>> begin Exercise inputs

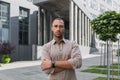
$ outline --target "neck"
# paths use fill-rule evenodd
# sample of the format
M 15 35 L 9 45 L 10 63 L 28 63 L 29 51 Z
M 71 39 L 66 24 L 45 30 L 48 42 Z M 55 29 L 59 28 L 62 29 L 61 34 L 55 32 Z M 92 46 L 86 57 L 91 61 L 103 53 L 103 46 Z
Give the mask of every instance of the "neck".
M 55 37 L 55 36 L 54 36 L 54 39 L 55 39 L 55 41 L 56 41 L 57 43 L 59 43 L 59 42 L 63 39 L 63 37 Z

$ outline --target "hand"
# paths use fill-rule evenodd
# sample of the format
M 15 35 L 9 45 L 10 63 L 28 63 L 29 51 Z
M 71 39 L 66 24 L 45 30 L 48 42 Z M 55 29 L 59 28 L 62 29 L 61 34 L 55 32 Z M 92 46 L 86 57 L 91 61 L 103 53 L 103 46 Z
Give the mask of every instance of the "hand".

>> end Exercise inputs

### Short task
Can you copy every row above word for word, leaving the pictures out?

### Exercise response
$ outline --target "neck"
# paths use fill-rule evenodd
# sample of the format
M 15 35 L 9 45 L 10 63 L 28 63 L 29 51 Z
M 71 39 L 66 24 L 45 30 L 48 42 Z M 55 29 L 59 28 L 62 29 L 61 34 L 55 32 Z M 92 46 L 86 57 L 91 61 L 103 53 L 103 46 Z
Give the mask of every instance of the "neck".
M 55 37 L 55 36 L 54 36 L 54 39 L 55 39 L 55 41 L 56 41 L 57 43 L 59 43 L 59 42 L 63 39 L 63 37 Z

$ outline --target "hand"
# paths use fill-rule evenodd
# sample of the format
M 15 35 L 9 45 L 10 63 L 28 63 L 29 51 Z
M 71 39 L 66 24 L 45 30 L 48 42 Z M 55 29 L 59 28 L 62 29 L 61 34 L 55 32 Z M 92 46 L 86 57 L 91 61 L 103 53 L 103 46 Z
Give the mask of every instance of the "hand".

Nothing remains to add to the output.